State how many lines of the entries contain the word "blossom". Give only the number.
Start of Record set
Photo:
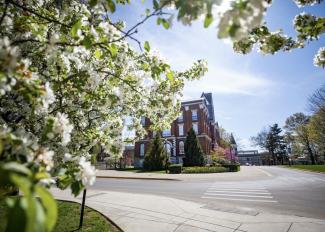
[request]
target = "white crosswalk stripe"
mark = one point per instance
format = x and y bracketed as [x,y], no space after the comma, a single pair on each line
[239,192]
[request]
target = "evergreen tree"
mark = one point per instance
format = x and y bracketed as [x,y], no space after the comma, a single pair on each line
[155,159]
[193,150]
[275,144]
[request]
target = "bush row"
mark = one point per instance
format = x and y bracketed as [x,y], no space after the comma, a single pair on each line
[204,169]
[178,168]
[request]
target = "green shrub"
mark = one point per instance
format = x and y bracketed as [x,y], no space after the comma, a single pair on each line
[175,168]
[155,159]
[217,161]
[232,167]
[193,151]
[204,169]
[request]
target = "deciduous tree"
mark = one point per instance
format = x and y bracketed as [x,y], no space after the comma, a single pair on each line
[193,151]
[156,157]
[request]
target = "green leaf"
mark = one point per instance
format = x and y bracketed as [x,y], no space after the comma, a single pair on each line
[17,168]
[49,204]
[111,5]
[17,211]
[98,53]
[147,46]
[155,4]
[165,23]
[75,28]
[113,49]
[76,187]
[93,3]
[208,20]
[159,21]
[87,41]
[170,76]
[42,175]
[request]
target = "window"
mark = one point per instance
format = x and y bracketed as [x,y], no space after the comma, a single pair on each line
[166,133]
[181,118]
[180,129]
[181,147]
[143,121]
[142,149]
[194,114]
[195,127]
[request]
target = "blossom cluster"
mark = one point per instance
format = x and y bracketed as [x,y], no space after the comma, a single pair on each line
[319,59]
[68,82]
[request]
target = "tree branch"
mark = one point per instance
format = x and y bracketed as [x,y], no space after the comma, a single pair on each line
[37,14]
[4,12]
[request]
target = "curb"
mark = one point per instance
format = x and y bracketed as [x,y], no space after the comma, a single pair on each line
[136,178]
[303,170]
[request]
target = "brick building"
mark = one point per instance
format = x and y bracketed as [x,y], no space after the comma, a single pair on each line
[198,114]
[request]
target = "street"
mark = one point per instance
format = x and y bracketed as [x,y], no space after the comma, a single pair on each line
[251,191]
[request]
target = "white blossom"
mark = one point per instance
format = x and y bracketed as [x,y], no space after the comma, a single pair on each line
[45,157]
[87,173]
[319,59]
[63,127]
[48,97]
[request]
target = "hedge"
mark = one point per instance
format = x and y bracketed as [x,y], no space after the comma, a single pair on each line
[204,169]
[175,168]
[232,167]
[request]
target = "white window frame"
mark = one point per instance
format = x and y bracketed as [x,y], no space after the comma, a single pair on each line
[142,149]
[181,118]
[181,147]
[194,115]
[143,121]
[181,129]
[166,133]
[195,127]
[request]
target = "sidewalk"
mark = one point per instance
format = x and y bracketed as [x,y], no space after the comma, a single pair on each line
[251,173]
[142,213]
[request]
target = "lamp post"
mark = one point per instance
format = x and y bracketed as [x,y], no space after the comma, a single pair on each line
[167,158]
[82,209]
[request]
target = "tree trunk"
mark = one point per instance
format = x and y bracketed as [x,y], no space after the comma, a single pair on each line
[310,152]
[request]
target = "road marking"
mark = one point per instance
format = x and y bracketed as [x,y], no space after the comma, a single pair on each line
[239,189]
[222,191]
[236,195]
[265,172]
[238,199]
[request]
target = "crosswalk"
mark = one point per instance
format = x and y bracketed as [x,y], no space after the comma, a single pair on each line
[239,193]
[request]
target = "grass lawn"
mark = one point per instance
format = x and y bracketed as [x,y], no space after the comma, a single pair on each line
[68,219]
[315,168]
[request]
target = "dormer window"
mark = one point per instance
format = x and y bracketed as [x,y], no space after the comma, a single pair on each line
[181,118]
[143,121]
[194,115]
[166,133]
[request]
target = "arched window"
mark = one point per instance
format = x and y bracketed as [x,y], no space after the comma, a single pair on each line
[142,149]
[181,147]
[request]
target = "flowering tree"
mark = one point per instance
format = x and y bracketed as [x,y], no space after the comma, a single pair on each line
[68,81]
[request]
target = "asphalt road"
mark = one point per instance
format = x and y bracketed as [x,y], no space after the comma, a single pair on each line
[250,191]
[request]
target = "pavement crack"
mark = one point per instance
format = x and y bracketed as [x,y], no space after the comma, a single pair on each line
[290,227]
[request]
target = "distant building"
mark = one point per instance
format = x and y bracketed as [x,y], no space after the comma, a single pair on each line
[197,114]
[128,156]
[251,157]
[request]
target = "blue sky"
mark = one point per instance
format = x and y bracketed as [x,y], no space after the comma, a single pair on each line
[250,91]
End of Record set
» **Exercise answer**:
2